▸ EXERCISE GOAL: Show every line below where "positive" can be found.

Collected data:
++++++++++++++++++++

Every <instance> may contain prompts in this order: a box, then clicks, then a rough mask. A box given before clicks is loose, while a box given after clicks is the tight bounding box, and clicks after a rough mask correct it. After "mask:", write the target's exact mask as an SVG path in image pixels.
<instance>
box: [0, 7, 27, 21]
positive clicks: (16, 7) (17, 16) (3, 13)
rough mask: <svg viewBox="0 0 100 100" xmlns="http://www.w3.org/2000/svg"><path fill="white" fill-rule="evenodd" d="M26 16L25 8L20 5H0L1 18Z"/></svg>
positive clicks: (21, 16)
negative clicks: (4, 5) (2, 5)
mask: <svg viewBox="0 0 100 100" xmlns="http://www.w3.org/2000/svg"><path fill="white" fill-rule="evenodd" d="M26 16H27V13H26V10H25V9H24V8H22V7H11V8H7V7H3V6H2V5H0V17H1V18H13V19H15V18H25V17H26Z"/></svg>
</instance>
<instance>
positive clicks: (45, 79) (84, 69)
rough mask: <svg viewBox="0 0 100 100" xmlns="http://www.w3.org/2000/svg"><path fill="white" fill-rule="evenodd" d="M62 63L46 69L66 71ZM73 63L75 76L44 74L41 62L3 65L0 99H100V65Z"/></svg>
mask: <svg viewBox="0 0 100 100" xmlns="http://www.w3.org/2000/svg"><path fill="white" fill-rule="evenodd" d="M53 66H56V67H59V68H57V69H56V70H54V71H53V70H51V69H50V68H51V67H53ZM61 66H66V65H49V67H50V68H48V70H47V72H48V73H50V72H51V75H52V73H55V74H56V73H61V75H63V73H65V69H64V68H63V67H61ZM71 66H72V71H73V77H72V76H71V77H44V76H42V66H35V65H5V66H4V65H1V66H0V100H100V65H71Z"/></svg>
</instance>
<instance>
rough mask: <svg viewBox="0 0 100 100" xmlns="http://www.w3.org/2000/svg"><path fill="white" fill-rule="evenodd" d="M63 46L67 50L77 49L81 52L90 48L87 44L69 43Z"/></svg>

++++++++++++++++++++

▸ ANSWER FOR THE TASK:
positive clicks: (16, 7) (17, 16) (3, 13)
positive clicks: (21, 16)
positive clicks: (45, 79) (84, 69)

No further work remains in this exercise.